WHAT IS REQUIRED ▸ Retype each record below word for word. Leave the pictures out.
--- Begin MATERIAL FOR THE TASK ---
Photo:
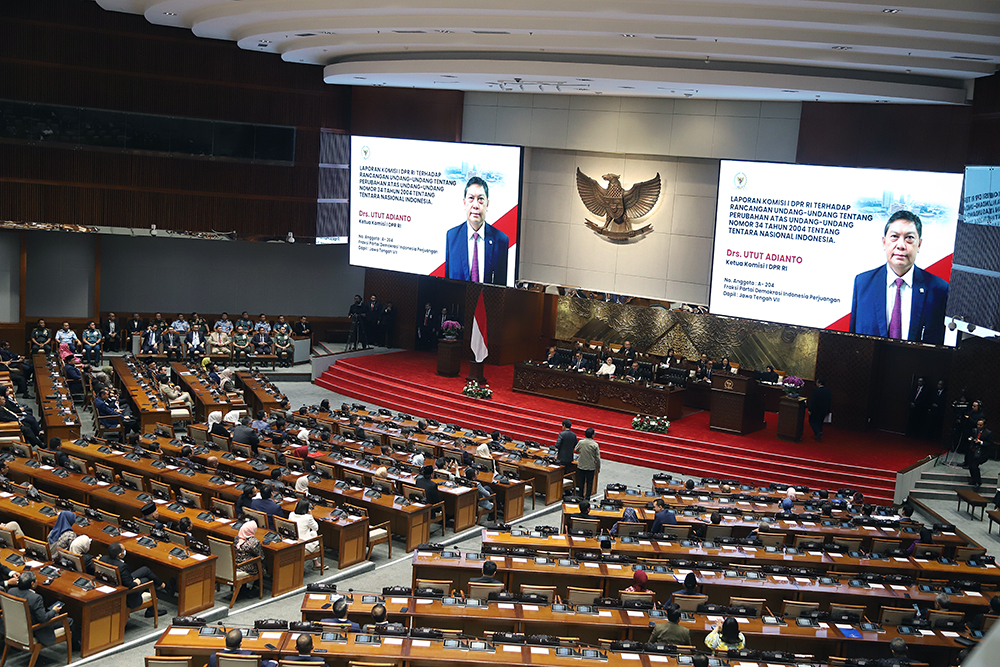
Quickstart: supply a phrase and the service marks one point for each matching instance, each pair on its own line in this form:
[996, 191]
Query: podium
[737, 404]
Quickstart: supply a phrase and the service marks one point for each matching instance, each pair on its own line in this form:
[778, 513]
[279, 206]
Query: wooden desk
[57, 414]
[207, 398]
[258, 392]
[588, 389]
[101, 611]
[973, 500]
[150, 409]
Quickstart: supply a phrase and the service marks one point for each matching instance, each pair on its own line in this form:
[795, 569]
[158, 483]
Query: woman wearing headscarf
[215, 424]
[725, 635]
[62, 535]
[483, 452]
[308, 529]
[81, 547]
[248, 547]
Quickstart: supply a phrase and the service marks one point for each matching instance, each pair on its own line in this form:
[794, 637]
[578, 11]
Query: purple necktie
[475, 258]
[896, 322]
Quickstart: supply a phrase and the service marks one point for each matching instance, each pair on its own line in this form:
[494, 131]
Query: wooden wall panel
[846, 363]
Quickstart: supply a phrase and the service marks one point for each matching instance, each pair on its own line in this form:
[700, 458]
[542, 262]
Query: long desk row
[755, 556]
[339, 648]
[57, 413]
[591, 624]
[664, 580]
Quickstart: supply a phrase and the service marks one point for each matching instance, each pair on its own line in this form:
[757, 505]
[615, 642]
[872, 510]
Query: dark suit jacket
[820, 401]
[495, 247]
[930, 294]
[565, 444]
[39, 614]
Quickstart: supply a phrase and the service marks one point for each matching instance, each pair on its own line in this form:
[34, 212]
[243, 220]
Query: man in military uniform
[246, 323]
[92, 339]
[218, 340]
[283, 348]
[261, 341]
[41, 339]
[241, 346]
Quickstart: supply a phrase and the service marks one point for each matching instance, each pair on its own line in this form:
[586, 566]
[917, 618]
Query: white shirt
[905, 299]
[472, 245]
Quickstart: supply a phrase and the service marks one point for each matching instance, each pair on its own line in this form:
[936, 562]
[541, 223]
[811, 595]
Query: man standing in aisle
[565, 445]
[588, 464]
[819, 408]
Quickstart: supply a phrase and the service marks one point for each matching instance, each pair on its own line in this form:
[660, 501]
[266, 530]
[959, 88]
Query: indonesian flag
[479, 331]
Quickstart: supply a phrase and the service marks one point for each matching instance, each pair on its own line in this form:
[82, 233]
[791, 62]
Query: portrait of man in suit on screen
[476, 250]
[899, 299]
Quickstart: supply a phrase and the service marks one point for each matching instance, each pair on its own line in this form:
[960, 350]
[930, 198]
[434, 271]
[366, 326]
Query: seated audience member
[67, 337]
[129, 578]
[234, 638]
[92, 339]
[489, 569]
[25, 589]
[196, 342]
[215, 424]
[639, 579]
[303, 644]
[340, 608]
[607, 369]
[671, 632]
[725, 635]
[690, 587]
[663, 516]
[267, 506]
[74, 378]
[41, 339]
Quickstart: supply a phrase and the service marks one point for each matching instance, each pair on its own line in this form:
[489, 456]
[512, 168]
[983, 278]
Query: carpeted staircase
[696, 456]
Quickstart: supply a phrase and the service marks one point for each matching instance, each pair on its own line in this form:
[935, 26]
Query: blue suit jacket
[495, 247]
[930, 294]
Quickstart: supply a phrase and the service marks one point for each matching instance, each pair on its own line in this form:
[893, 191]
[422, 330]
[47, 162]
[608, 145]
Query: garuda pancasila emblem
--- End MATERIAL FOR THE TASK ---
COMPLETE RESPONSE ▸
Photo:
Quickstart: supply a phrase and the service marks one point for each matching instance, each pair on its own line in this form:
[996, 191]
Query: podium
[737, 404]
Quickstart: supply a phrase and the service marks one point for each matching instance, each pair on its own line in this form:
[778, 513]
[279, 206]
Query: wooden desk
[57, 414]
[207, 398]
[258, 392]
[588, 389]
[101, 611]
[973, 500]
[150, 409]
Quickstart: supply a phrase and the service marks one point for each matching instance, each pair on its own line in this form:
[795, 569]
[158, 483]
Query: woman wearing headscarf
[215, 424]
[725, 635]
[62, 535]
[483, 452]
[308, 529]
[81, 547]
[248, 547]
Quickstart: supply a phrase and the service marks one point for each matching instance, each pair on its own line in this form:
[794, 637]
[578, 11]
Query: purple necktie
[475, 258]
[896, 322]
Quickstart: supply a phrase and the service marks one point for each matching instance, each pair on its own line in this form:
[494, 131]
Query: wooden wall panel
[846, 363]
Quickstart: supply a phrase and the service marks one point for each matching instance, each pair on its own line in this form:
[700, 458]
[542, 262]
Query: long desk row
[755, 556]
[339, 648]
[57, 413]
[591, 624]
[664, 580]
Quickstart: supply a phrase and the service marks one point for each matching instance, each pair on its own line in this form:
[757, 505]
[615, 642]
[872, 510]
Query: dark suit jacket
[820, 401]
[495, 247]
[930, 294]
[565, 444]
[39, 614]
Quickstart: supply a phrase and the service marks one point for each matching instance, each pair on its own line in this form:
[34, 212]
[243, 220]
Query: man in military uniform
[246, 323]
[92, 339]
[218, 340]
[283, 348]
[261, 341]
[41, 339]
[241, 346]
Quickstart: supply a phrase and the service marks one point for each matching instance, each pair on its own line in this form:
[586, 566]
[917, 618]
Query: white shirt
[905, 299]
[472, 245]
Quickstart: supply a phrase and the service marks one point for each matching instance, each pair on its own line in this form:
[936, 562]
[541, 223]
[811, 595]
Query: man standing in aisle
[565, 445]
[588, 464]
[819, 408]
Quickstart: supply a phrase and the service marks one point for each matching instance, each pair on its own line in this form:
[660, 501]
[266, 530]
[959, 88]
Query: indonesian flag
[479, 331]
Quickstart: supply a phrase and the service marks one point for each matching instance, each pair on its own line in this form:
[82, 233]
[791, 62]
Query: portrait of man in suit on screen
[476, 250]
[899, 299]
Quickstart: supply a phrase and the service marks one point for each matching instance, each pair on its own line in this form:
[960, 350]
[930, 198]
[434, 271]
[366, 326]
Query: seated audience member
[67, 337]
[129, 578]
[234, 638]
[92, 339]
[489, 569]
[25, 589]
[196, 342]
[215, 424]
[639, 579]
[303, 644]
[340, 608]
[607, 369]
[671, 632]
[725, 635]
[690, 587]
[663, 516]
[267, 506]
[74, 378]
[41, 339]
Quickstart: supply a phrase and the service marks one point for each matching instance, each pair on its own line in this form:
[489, 456]
[512, 168]
[983, 278]
Query: carpeted staircase
[696, 456]
Quickstart: supply a phrase and the service marks one point for each matching instance, each pair on its own line in this form:
[935, 26]
Query: blue suit jacket
[495, 247]
[930, 294]
Quickstart: supply a phrase and the service marks one point for each matching instance, each pair on its own line in this form:
[893, 191]
[422, 330]
[47, 162]
[608, 145]
Query: garuda pancasila emblem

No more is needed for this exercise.